**WHAT TO WORK ON**
Give all the data again exactly.

(Dataset excerpts)

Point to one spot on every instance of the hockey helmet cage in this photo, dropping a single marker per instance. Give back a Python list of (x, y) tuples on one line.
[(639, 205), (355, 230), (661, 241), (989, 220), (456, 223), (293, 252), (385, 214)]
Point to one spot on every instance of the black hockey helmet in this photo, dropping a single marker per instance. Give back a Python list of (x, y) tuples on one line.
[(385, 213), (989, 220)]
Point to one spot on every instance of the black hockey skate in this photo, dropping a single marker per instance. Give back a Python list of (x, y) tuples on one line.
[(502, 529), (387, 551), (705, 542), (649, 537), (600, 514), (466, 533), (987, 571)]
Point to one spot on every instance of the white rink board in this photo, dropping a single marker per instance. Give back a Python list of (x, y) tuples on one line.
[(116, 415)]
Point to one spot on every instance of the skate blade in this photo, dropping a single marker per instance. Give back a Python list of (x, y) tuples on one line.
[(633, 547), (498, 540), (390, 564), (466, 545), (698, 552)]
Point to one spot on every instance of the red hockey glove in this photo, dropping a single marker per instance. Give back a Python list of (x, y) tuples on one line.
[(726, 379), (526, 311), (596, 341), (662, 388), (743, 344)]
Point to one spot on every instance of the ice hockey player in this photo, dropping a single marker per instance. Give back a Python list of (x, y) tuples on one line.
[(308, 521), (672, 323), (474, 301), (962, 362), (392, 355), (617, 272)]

**ANSWER BOX**
Point to one spot on every instance of the hockey helmet cage in this photo, dropping a single marker per instance. Give back a Python list of (x, y) tuples on one line.
[(639, 205), (355, 230), (661, 241), (989, 220), (456, 223), (293, 252), (385, 214)]
Point to one spot on every instance of the black hockey helmet in this photo, dropping a single marker per instance. Give back a Python list of (x, y) tuples on one line.
[(385, 213), (989, 220)]
Point to one spot on every instance of the black hockey skate in this photo, dropping a single marker per instance. Give back a Python list of (x, y) tuples on one line.
[(502, 529), (387, 551), (705, 542), (649, 537), (600, 514), (466, 533), (987, 571)]
Point to one spot on every instance of the white rink board in this photo, dropping a single marker per instance. Give back a Python list of (x, y) tuples on one line.
[(116, 415)]
Point to one spot on every instance of the skate blade in this photo, dropping a single marker per instance. Give back a Python list of (x, y) tuples on one line.
[(633, 547), (498, 540), (390, 564), (466, 545), (698, 552)]
Point to one spot on every instance of the red hockey glove in this photo, dropping a single marker per instance. Give back a Python list of (x, y) tuples on one line.
[(726, 379), (526, 311), (596, 341), (662, 388), (743, 344)]
Point to one spot on every instance of the ice hockey player in this photo, dropping a single marker per instance. Give back a Python list of (x, y) tuples on one line.
[(308, 521), (672, 323), (474, 301), (962, 362), (392, 355), (617, 272)]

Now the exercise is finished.